• [TASK REQUIREMENTS] Check each line of the records below and collect those that include the word "bottom".

Photo-based referring expression data:
►
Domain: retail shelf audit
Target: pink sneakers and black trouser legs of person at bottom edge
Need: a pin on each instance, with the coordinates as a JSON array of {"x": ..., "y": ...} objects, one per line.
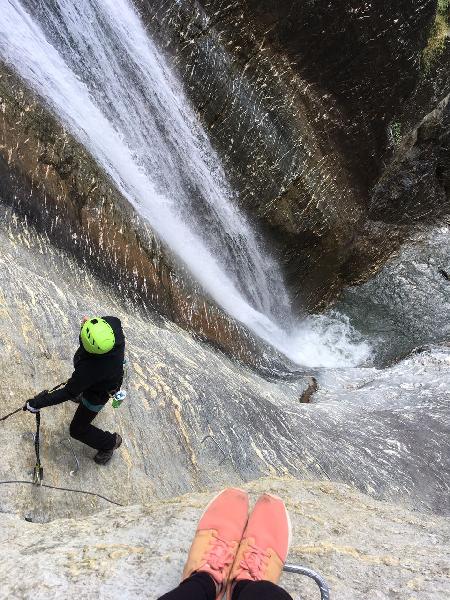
[{"x": 235, "y": 553}]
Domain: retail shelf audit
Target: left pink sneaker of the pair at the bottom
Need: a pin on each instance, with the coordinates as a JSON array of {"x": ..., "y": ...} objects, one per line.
[{"x": 217, "y": 538}]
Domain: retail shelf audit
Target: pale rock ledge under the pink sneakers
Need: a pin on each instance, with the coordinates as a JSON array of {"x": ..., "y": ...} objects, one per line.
[{"x": 364, "y": 548}]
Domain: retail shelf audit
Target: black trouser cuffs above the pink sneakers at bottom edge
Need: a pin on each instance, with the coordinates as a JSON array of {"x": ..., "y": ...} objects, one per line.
[{"x": 200, "y": 586}]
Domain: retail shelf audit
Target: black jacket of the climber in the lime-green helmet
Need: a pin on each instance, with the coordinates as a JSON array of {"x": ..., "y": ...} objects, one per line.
[{"x": 96, "y": 376}]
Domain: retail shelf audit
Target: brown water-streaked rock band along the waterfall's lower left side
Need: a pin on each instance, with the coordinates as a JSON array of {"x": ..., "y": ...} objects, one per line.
[{"x": 46, "y": 175}]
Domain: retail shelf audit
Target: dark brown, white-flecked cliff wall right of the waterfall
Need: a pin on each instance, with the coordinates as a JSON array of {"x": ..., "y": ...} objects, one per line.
[{"x": 307, "y": 103}]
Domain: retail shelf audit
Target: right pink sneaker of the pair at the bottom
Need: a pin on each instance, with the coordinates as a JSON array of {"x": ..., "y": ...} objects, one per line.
[{"x": 265, "y": 544}]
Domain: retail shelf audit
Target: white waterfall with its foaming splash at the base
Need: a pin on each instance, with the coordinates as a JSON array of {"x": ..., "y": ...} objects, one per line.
[{"x": 96, "y": 67}]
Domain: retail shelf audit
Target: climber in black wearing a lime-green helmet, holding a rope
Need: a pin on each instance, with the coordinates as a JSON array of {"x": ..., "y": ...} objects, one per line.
[{"x": 98, "y": 374}]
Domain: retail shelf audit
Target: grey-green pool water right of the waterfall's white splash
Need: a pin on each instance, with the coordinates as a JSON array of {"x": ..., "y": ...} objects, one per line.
[{"x": 405, "y": 306}]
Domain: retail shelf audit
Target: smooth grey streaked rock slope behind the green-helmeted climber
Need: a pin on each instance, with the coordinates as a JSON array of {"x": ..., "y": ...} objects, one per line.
[{"x": 385, "y": 438}]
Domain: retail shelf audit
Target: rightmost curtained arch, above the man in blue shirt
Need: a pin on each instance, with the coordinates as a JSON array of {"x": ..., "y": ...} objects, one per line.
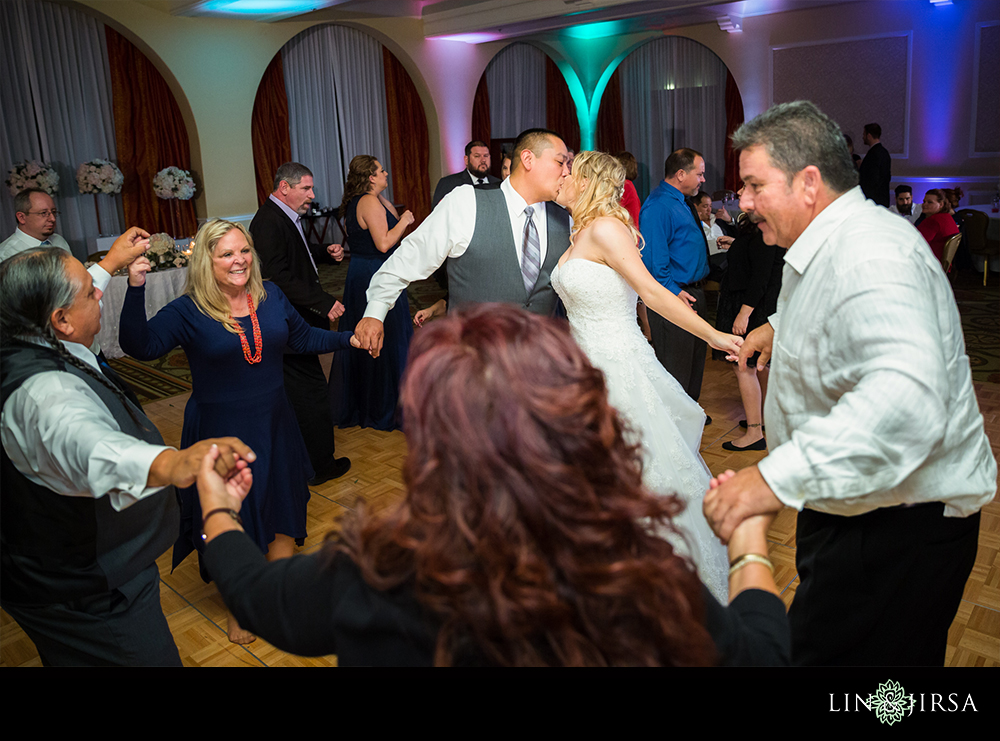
[{"x": 663, "y": 94}]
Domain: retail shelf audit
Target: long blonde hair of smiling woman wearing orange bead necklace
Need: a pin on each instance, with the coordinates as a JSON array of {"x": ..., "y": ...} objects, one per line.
[{"x": 201, "y": 284}]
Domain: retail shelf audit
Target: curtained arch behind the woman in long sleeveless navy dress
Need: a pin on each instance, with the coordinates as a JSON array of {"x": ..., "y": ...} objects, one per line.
[{"x": 334, "y": 91}]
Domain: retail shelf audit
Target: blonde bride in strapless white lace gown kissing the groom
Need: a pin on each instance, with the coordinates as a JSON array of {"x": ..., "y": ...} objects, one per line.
[{"x": 598, "y": 279}]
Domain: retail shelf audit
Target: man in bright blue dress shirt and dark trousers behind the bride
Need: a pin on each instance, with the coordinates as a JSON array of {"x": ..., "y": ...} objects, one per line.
[{"x": 676, "y": 254}]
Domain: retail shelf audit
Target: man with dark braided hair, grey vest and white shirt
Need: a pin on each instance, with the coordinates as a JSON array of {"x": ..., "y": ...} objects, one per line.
[{"x": 87, "y": 484}]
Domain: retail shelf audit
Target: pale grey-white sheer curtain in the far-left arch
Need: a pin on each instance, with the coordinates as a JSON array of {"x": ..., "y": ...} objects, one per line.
[{"x": 55, "y": 94}]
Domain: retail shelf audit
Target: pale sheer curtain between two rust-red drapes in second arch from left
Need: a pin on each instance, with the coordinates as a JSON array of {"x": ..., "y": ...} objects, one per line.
[{"x": 335, "y": 82}]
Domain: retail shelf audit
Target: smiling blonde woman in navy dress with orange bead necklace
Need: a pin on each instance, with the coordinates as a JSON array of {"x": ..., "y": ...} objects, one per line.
[{"x": 234, "y": 332}]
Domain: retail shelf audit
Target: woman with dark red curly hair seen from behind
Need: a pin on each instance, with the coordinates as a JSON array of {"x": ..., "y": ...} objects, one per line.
[{"x": 526, "y": 537}]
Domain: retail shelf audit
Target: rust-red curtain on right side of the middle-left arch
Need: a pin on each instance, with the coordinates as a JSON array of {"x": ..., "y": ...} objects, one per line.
[{"x": 409, "y": 142}]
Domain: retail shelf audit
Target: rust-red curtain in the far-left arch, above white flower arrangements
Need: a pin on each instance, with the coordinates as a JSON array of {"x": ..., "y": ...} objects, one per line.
[{"x": 149, "y": 135}]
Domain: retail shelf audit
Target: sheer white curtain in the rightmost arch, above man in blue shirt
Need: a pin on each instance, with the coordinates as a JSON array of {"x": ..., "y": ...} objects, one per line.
[{"x": 673, "y": 96}]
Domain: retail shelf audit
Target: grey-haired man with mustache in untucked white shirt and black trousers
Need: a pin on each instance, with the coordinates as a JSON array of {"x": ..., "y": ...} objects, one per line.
[{"x": 874, "y": 431}]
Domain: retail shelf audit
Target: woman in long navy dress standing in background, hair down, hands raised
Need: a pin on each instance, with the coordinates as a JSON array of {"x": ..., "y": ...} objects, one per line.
[{"x": 364, "y": 391}]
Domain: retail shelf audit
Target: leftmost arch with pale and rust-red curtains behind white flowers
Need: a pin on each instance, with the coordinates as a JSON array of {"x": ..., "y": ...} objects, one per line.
[{"x": 91, "y": 89}]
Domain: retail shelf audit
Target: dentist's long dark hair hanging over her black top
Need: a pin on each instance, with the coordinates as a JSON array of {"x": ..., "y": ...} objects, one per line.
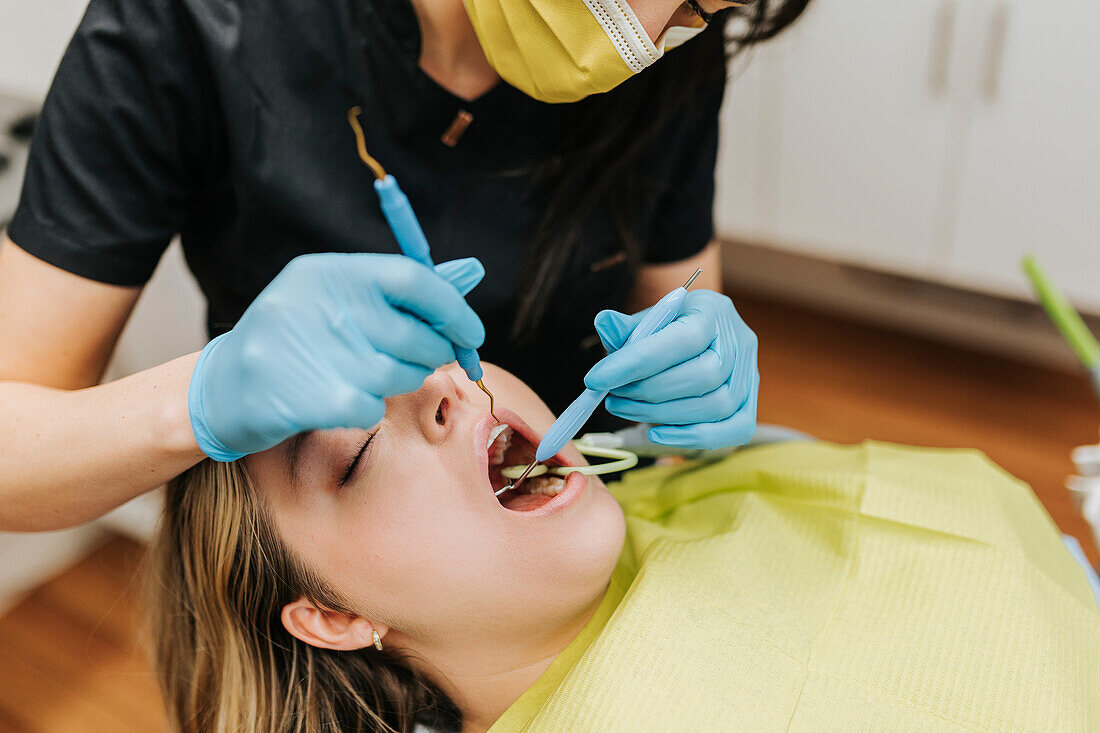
◄
• [WORKED SOLUTION]
Target: pink sneakers and black trouser legs of person at bottom edge
Target: left pink sneaker of the pair at the bottom
Target: black trouser cuffs above the pink sneakers at bottom edge
Target: right pink sneaker of the pair at the bottom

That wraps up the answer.